Document passage.
◇ ◇ ◇ ◇ ◇

The jackfruit also known as jack tree, fenne, jakfruit, or sometimes simply jack or jak, is a type of a tropical fruit.
This fruit is native to the rain forests of the Western Ghats of India.
The jackfruit spread early on to other parts of India, southeast Asia, the East Indies and ultimately the Philippines.
It is often planted in central and eastern Africa and is fairly popular in Brazil and Surinam.
Jackfruit is adapted to humid tropical and near-tropical climates. Mature trees have survived temperatures of about 3 °C (27° F) in southern Florida, but these were frozen to large limbs. Young trees are likely to be killed at temperatures below 0 °C (32° F).
It is very long-lived tree and generally with a lifespan of 60 to 70 years.
It grows to an enormous size up to 30 meters (almost 100 feet) high and 80 to 200 centimeters (2.6 to 6.5 feet) in diameter. The crown is dense and conical in young trees, becoming rounded or spreading in the older trees.
The leaves are oblong, oval, or elliptic in form, 10 to 15 cm in length, leathery, glossy, and deep green in color. Juvenile leaves are lobed.
Male and female flowers are borne in separate flower-heads. Male flower-heads are on new wood among the leaves or above the female. They are swollen, oblong, from 2.5 to 10 centimeters (1 to 4 inches) long and up to an inch wide at the widest part.
A mature jackfruit tree can produce about 100 to 200 fruits in a year.
Jackfruit is the largest tree-borne fruit in the world, reaching 36 kilograms (80 pounds) in weight and up to 91 centimeters (36 inches) long and 50 centimeters (20 inches) in diameter. The exterior of the compound fruit is green or yellow when ripe. The interior consists of large edible bulbs of yellow, banana-flavored flesh.
When fully ripe, the unopened jackfruit emits a strong disagreeable odor, resembling that of decayed onions, while the pulp of the opened fruit smells of pineapple and banana.
The seed is 1.9 to 3.8 centimeters (3/4 to 1.5 inch) long and 1.3 to 1.9 centimeters (1/2 to 3/4 inch) thick and is white and crisp within. There may be 100 or up to 500 seeds in a single fruit.
The greenish unripe fruit is cooked as a vegetable, and the ripened fruit is eaten fresh for the sweetly acid but insipid pulp surrounding the seeds. The ripened fruit is also used to make a variety of dishes, including custards, cakes, ice cream or mixed with shaved ice as es teler in Indonesia or halo-halo in the Philippines.
The seeds from ripe fruits are edible, and are said to have a milky, sweet taste often compared to Brazil nuts.
There are 95 calories in 100 grams (3.5 ounces) of jackfruit.
Jackfruit is rich in vitamins, minerals and dietary fiber. It is a very good source of vitamin A and B-complex vitamins Vitamin C and Vitamin E. The fruit is also a good source source of minerals, such as iron, magnesium, potassium and manganese as well.

◇ ◇ ◇ ◇ ◇

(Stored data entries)
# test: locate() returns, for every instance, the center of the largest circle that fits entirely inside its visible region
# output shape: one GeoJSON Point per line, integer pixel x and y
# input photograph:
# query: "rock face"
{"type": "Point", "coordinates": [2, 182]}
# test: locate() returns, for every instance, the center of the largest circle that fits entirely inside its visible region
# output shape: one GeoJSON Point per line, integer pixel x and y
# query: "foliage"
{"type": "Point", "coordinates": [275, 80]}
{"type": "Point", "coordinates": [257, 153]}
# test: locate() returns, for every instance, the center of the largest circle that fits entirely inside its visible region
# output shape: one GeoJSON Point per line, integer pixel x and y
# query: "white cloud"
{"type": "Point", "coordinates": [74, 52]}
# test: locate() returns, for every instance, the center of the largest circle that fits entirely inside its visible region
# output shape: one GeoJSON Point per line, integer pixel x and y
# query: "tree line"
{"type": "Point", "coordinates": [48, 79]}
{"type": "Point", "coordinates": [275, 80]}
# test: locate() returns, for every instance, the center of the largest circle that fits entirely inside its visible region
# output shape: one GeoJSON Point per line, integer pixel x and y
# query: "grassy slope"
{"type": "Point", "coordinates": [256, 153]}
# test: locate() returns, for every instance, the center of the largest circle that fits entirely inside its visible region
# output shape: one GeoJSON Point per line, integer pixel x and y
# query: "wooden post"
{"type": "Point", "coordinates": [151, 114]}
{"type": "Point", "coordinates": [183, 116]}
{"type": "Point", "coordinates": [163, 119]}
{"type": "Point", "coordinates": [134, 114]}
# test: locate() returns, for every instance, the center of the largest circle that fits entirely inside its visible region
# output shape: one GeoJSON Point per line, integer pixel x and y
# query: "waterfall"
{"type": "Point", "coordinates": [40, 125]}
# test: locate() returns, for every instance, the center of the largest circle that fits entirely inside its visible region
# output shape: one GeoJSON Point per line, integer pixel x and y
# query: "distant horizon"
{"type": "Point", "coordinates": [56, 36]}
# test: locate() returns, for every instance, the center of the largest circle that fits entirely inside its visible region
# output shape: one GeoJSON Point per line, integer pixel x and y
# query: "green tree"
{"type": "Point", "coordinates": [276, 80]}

◇ ◇ ◇ ◇ ◇

Required actions.
[A] Answer these questions from the jackfruit passage:
(i) Where is the jackfruit native?
(ii) About how many fruits can a mature jackfruit tree produce in a year?
(iii) How many calories are in 100 grams of jackfruit?
[B] Write out the part of the jackfruit passage starting at "The jackfruit spread" and ending at "Brazil and Surinam.".
[C] For each statement, say whether the jackfruit passage agrees, and quote the words that settle it:
(i) Young jackfruit trees are likely to be killed at temperatures below 0 °C.
(ii) Male and female flowers are borne on the same flower-heads.
(iii) The pulp of the opened fruit smells like decayed onions.
The entries have nothing to do with this work.

Numbered answers.
[A]
(i) The rain forests of the Western Ghats of India.
(ii) About 100 to 200.
(iii) 95.

[B]
The jackfruit spread early on to other parts of India, southeast Asia, the East Indies and ultimately the Philippines.
It is often planted in central and eastern Africa and is fairly popular in Brazil and Surinam.

[C]
(i) Yes: "Young trees are likely to be killed at temperatures below 0 °C (32° F)."
(ii) No: "Male and female flowers are borne in separate flower-heads."
(iii) No: "the pulp of the opened fruit smells of pineapple and banana."